_Passage provided:_
'''
Additionally, as a management tool, having an acceptable-use policy for work devices connected to the internet is a well-established internal control throughout the business world. There needs to be an acceptable use policy governing access to AI tools in the office as well. Examples are widely available for consideration and customization before adopting and distributing them for employees to read and sign.
A good policy would touch on confidentiality in general, taking care not to thoughtlessly enter private or sensitive information even in a closed-source tool, keeping up with training and best practices, limiting use to office-related topics, avoiding creation of inappropriate content, disclosure of reliance on AI, checking AI results for accuracy and reliability, and so forth. An AI use policy should integrate with your privacy policy, which might need to be updated.
Note that different teams and departments might require special-use policies, depending upon the nature of the information that flows through their work. From a professional liability standpoint, a benefit of having an acceptable-use policy is that it demonstrates in writing your firm’s standards and its commitment to best practices around AI tools.
Cybersecurity is its own topic. Practitioners should always be on high alert to ensure that their IT systems are “hardened,” that their data is encrypted and constantly and consistently backed up, and that their colleagues are well informed about good email hygiene when it comes to unexpected instructions, attachments, and links that appear in email.
In relation to AI, cybersecurity can take an even darker turn than what most practitioners have already come to fear. Infiltration of your network by threat actors who access your AI tool can make their treachery even more difficult to detect. By using your AI tool to read email and other documents and to listen to voicemail, threat actors can deploy more realistic phishing emails (without telltale grammatical errors and using familiar expressions and “tone”) along with other enhanced social engineering tactics, such as voice mimicry.
An important professional liability risk management strategy, in addition to your existing cybersecurity, is to refer to your insurance coverage. Do you have cyberinsurance, and if so, are your limits appropriate for your practice? With practices consisting merely of people, hard drives, and the cloud, malware today is a peril just as an earthquake or fire was in the past. Relying on your cloud storage provider to indemnify you in the event of a cyberevent should probably not be your risk management Plan A.
'''
_Data block:_
'''
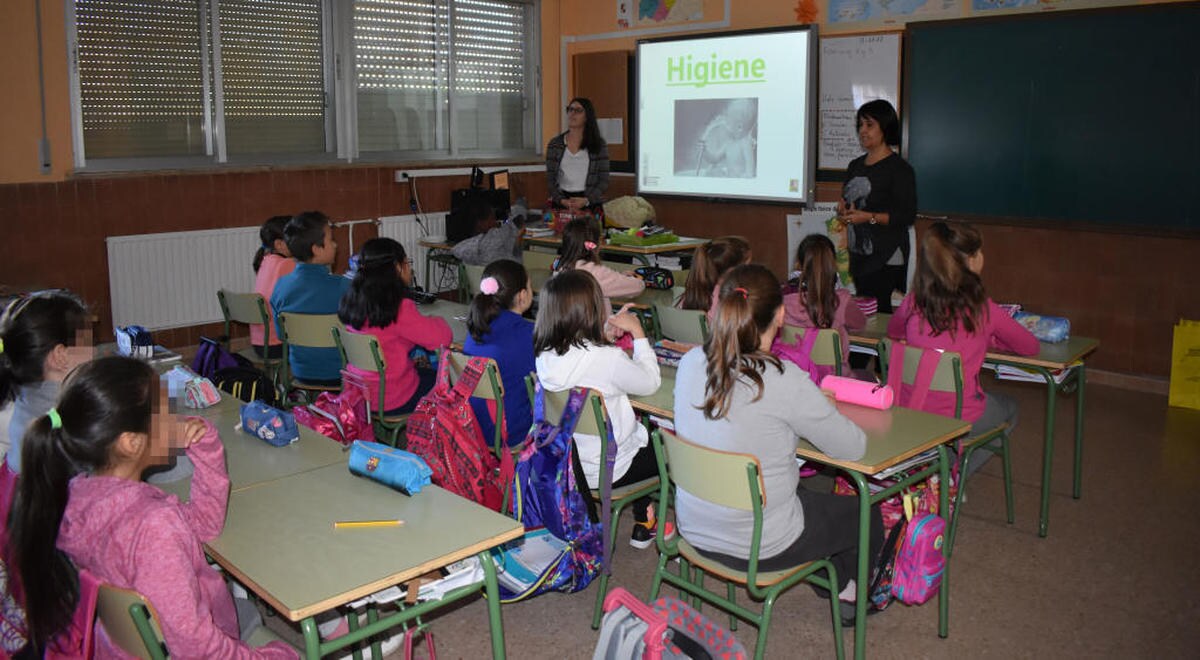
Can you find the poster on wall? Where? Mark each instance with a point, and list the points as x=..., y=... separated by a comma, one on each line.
x=853, y=15
x=648, y=13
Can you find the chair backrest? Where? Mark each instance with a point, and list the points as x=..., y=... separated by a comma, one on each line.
'''
_What to work on:_
Please answer these questions using the passage on AI use policies and cybersecurity:
(a) Which existing policy should an AI use policy integrate with?
(b) Besides more realistic phishing emails, what social engineering tactic is named as an example?
(c) What past perils is malware today likened to?

_Task answer:_
(a) The privacy policy, which might need to be updated.
(b) Voice mimicry.
(c) An earthquake or fire.